(Task data Opens)

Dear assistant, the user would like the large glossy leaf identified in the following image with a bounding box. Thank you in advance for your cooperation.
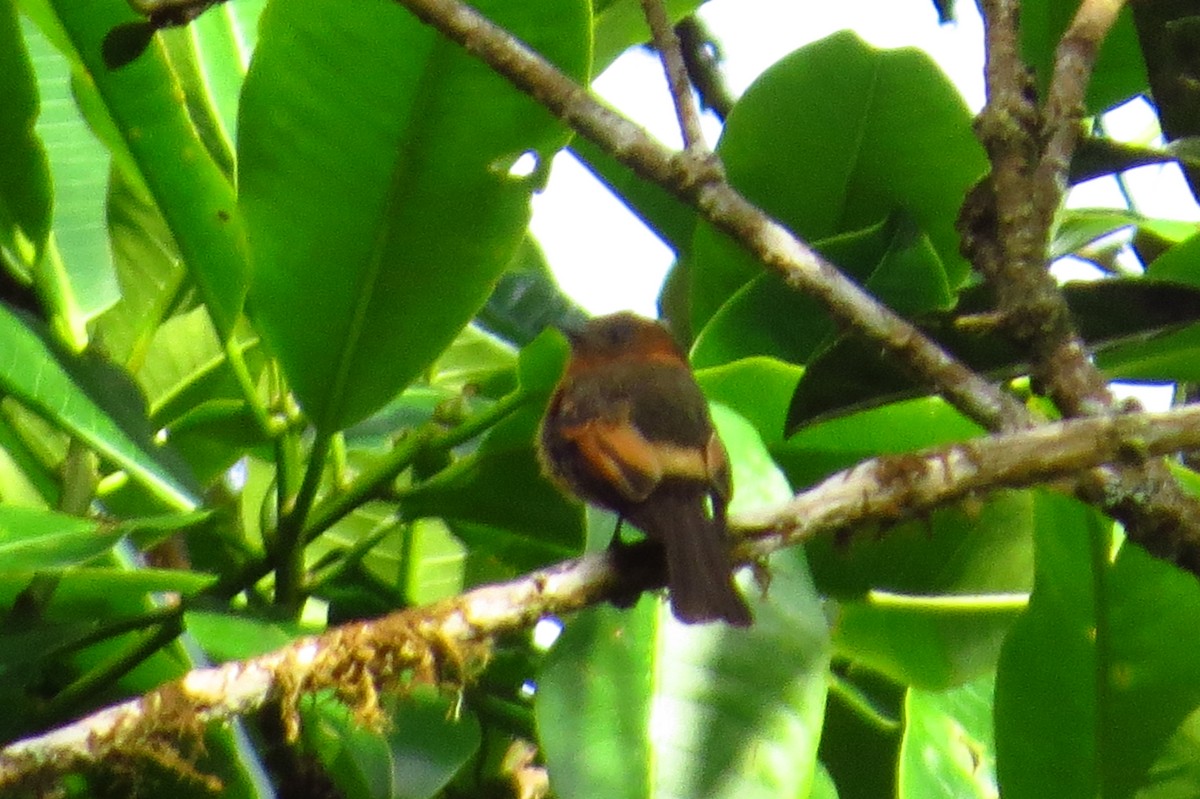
[776,397,982,491]
[239,0,590,432]
[693,214,952,370]
[995,492,1200,798]
[537,552,830,799]
[898,674,998,799]
[813,491,1032,689]
[17,16,119,347]
[0,3,50,278]
[809,490,1034,600]
[0,305,197,509]
[690,31,986,328]
[21,0,249,337]
[695,356,803,446]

(Task data Closes)

§ **What to produce**:
Set down all of the material word for word, minus its pictures.

§ **Task output**:
Dear assistant, the user would like the large glossy leaf identified in the following image with a bounding box. Thank you in advance for your cooperation.
[776,397,982,491]
[239,0,590,432]
[693,214,952,370]
[995,492,1200,798]
[537,552,830,799]
[898,674,998,799]
[813,491,1032,689]
[17,16,119,347]
[0,3,50,278]
[809,490,1034,600]
[0,305,197,509]
[690,31,986,328]
[21,0,249,337]
[695,356,803,446]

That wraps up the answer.